(Beginning of Excerpted passage)

Three weeks ago, we shared results from 1,961 repository scans. Now we’ve scanned 5,299.
The bigger dataset did not weaken the signal. It made it clearer.
AI-marked repositories still commit secrets much more often than non-AI repos. After adjusting for project size, they still score lower on average. And one surprising result stayed almost exactly the same: simply detecting AI usage is one of the strongest indicators of a lower code quality score.
Some earlier findings held up. Some changed once the sample got larger. A few things turned out to be wrong.
This post covers all of that.
The short version
From 5,299 repositories:
- 19.9% contained at least one committed secret
- AI-marked repos committed secrets 3.2× more often
- AI-marked repos scored 8–11 points lower than non-AI repos of the same size
- The
ai-stacksignal became the second-strongest predictor of a low score
At the same time, a few earlier conclusions no longer hold. Some language-specific trends flattened out, and one repo-age claim turned out to be based on bad data.

(End of Excerpted passage)

▶ What to work on:
**1.** Answer these questions about the post on repository scans:
(a) How many repository scans were behind the results shared three weeks earlier?
(b) What percentage of the 5,299 repositories contained at least one committed secret?
(c) By how many points did AI-marked repos score lower than non-AI repos of the same size?
**2.** Pick up the post on repository scans after its last sentence and carry it forward.

(Beginning of Record extracts)

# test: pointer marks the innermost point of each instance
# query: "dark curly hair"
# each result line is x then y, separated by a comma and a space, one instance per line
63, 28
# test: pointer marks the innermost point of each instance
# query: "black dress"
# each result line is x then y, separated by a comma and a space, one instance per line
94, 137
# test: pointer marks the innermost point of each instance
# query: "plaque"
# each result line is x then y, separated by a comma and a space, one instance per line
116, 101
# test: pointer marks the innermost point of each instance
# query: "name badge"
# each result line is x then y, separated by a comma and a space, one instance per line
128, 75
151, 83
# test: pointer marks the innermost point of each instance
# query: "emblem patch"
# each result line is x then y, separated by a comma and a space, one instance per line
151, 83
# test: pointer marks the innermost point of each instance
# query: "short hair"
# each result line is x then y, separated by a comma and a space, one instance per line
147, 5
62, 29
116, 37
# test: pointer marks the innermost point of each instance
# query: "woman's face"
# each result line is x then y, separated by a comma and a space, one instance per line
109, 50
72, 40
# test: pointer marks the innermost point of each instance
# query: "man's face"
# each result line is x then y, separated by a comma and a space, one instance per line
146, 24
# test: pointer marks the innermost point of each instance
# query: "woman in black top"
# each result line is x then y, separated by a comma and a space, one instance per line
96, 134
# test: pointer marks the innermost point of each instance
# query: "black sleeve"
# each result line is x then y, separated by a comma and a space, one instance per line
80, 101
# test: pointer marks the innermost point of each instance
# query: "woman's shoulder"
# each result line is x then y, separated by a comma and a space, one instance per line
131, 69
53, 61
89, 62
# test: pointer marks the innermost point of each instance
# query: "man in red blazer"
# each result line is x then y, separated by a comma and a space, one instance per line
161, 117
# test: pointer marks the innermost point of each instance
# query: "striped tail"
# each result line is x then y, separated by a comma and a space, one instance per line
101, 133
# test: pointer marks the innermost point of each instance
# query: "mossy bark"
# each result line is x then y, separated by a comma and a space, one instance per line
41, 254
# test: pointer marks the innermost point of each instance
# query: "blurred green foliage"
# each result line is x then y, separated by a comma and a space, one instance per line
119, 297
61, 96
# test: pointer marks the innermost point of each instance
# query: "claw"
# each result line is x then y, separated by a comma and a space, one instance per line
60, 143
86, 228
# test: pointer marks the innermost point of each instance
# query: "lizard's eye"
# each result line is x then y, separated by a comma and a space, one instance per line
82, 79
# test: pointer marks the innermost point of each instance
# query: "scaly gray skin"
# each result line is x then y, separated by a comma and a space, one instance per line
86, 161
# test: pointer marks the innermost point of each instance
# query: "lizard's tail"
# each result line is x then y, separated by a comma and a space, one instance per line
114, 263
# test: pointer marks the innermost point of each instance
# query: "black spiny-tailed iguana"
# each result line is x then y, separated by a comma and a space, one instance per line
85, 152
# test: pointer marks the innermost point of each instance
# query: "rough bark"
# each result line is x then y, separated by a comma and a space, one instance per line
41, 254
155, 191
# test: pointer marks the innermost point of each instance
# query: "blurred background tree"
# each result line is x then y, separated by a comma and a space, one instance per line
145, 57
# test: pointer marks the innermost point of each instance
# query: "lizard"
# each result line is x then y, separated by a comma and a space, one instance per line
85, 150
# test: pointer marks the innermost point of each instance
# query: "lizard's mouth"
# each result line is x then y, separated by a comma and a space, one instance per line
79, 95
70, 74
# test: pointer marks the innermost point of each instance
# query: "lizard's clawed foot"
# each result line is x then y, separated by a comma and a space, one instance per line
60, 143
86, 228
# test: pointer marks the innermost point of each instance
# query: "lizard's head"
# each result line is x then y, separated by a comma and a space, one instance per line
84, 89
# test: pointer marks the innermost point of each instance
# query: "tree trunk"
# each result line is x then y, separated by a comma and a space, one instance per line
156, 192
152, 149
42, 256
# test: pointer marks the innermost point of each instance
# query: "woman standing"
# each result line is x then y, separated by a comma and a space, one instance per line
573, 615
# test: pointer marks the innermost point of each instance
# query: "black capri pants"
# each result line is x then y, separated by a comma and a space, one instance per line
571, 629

(End of Record extracts)

▶ Numbered answers:
**1.**
(a) 1,961
(b) 19.9%
(c) 8–11 points

**2.**
How the dataset works
inkode is a command-line tool that scans Git repositories.
It runs 20 separate checks and produces:
- a score from 0–100
- an A–F grade
- detailed findings
The dataset includes 5,299 unique repositories.
We split them into two groups:
| Group | Repositories |
|---|---|
| AI-marked | 1,007 |
| Non-AI | 4,282 |
A repository was considered “AI-marked” if it contained signs of AI assistant usage, including:
.cursor/.claude/CLAUDE.md- AI SDK dependencies
- commit trailers like
Co-Authored-By: Copilot
One new detail stood out this time:
84.5% of AI-marked repos contained at least one explicit AI commit trailer.
That matters because commit trailers are a much cleaner signal than config folders or dependencies. Someone — or some tool — intentionally added them.
The dataset also shifted over time. The earlier sample leaned heavily toward Rust projects. The larger sample is now mostly Go repositories.
That changed some of the language-level trends, but not the core AI vs non-AI comparisons.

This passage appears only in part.